Start of RECORDS SHOWN

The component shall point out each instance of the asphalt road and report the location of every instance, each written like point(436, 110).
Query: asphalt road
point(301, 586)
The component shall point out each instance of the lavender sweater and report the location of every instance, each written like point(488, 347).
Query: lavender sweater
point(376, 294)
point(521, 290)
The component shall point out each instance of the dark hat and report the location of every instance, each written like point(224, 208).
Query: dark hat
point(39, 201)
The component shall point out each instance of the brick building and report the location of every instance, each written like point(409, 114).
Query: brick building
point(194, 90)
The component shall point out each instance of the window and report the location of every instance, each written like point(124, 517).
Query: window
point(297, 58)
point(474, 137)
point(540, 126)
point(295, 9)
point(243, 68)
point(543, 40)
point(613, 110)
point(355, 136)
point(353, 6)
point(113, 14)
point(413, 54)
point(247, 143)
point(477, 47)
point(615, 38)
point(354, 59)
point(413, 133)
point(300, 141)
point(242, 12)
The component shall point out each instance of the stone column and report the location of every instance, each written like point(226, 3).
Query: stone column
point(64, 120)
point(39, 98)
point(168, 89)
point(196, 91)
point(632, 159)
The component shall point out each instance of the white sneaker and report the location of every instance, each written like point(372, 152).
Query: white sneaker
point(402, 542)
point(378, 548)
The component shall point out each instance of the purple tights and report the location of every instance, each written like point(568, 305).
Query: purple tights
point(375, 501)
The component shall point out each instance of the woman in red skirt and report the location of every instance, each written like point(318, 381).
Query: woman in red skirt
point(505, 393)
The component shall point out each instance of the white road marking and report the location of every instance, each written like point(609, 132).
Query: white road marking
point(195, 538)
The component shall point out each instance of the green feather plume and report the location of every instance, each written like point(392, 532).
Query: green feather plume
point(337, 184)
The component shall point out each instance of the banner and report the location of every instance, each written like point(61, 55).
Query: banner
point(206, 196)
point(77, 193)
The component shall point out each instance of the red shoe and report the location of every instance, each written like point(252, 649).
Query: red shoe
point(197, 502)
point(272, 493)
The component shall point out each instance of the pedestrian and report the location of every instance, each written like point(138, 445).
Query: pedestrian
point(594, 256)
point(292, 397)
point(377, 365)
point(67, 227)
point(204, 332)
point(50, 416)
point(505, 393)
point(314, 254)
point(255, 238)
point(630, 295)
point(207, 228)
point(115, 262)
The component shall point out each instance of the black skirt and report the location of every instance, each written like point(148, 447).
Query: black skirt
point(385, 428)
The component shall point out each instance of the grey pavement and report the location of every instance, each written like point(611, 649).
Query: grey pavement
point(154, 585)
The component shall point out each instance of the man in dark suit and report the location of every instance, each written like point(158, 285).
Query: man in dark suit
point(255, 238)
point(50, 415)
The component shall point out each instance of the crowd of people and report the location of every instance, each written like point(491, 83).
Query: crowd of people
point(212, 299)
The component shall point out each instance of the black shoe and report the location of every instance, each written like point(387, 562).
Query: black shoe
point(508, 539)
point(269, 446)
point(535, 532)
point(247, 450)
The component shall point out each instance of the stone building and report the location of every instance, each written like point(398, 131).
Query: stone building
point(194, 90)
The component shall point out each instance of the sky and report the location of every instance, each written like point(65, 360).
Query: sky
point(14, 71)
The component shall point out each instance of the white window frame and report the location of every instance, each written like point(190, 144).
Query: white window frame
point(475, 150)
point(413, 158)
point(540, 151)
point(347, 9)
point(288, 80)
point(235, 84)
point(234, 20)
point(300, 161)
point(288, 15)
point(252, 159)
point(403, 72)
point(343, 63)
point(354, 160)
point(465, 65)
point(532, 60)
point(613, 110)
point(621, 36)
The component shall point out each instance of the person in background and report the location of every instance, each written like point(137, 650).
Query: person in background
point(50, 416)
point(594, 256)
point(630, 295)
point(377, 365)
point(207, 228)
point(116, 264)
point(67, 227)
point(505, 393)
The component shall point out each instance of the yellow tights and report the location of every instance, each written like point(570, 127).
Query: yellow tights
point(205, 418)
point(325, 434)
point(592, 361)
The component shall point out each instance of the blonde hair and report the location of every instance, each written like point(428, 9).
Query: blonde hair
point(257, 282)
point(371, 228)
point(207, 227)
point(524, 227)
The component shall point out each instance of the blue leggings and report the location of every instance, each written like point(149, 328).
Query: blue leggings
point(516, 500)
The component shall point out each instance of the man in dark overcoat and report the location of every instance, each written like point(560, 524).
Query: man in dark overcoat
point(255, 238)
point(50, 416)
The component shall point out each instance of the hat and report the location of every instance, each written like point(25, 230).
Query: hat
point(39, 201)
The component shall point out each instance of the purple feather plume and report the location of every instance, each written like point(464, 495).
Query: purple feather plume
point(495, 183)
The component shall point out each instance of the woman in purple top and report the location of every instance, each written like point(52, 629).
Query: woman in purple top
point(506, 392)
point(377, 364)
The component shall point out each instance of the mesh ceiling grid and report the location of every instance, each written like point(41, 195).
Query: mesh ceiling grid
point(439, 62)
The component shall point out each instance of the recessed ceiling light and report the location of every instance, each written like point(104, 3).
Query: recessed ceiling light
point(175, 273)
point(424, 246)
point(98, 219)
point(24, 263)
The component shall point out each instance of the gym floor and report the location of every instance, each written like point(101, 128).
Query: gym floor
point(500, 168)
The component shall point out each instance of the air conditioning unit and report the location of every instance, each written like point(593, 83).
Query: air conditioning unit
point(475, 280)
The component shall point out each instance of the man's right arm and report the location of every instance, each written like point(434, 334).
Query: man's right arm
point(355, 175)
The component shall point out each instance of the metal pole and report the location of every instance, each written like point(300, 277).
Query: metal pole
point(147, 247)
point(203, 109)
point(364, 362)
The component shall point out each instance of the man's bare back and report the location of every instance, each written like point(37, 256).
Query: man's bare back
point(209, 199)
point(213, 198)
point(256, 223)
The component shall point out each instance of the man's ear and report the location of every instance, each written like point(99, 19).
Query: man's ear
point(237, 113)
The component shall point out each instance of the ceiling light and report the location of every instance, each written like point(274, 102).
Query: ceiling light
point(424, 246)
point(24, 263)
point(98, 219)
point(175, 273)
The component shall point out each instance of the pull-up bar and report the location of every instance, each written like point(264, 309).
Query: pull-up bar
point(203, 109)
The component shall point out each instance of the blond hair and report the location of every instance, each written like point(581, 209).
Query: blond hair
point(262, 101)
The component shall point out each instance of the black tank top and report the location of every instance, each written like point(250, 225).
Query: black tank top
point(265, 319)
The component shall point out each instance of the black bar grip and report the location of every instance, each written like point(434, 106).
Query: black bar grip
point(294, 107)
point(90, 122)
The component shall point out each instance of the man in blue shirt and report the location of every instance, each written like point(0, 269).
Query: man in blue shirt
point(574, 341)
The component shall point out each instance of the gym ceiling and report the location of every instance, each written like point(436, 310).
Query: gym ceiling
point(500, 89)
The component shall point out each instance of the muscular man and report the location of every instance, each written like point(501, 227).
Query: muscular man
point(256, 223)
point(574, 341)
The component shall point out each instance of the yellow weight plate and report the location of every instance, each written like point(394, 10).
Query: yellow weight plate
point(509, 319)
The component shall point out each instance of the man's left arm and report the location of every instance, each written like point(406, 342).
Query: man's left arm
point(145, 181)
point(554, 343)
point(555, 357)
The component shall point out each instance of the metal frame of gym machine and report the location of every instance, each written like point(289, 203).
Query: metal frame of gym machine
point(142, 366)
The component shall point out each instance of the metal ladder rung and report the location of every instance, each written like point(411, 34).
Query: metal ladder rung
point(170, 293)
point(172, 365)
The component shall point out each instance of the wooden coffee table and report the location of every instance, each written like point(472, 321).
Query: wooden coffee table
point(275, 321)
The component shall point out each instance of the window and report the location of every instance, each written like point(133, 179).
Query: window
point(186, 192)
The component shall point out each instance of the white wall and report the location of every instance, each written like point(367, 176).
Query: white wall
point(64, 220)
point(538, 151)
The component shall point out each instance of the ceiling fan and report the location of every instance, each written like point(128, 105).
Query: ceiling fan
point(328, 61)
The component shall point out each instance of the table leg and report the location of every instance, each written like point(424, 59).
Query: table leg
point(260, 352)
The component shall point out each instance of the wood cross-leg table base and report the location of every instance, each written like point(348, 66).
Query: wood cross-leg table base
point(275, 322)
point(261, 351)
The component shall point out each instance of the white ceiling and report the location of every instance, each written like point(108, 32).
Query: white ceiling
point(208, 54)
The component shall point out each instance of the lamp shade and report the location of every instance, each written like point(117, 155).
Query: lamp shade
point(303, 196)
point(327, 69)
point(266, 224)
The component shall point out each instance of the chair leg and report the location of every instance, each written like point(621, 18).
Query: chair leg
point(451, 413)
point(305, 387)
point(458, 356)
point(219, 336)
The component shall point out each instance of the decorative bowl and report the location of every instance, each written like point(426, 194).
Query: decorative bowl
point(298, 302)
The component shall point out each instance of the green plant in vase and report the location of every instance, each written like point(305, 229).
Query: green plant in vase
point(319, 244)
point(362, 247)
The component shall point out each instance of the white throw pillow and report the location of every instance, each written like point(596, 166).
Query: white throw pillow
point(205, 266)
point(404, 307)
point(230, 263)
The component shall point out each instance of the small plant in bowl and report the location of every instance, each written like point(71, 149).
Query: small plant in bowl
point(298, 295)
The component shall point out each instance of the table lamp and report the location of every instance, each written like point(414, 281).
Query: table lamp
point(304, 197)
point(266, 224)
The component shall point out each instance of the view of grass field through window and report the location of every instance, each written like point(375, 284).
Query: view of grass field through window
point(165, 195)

End of RECORDS SHOWN

WORK INSTRUCTIONS
Reproduce the lines in the entries above, without any changes, from the line containing "The component shall point out each instance of the black skirt" through the line containing "point(385, 428)", including both of those lines.

ANSWER BELOW
The component shall point out each instance of the black skirt and report the location of every instance, each written like point(148, 447).
Query: black skirt
point(385, 428)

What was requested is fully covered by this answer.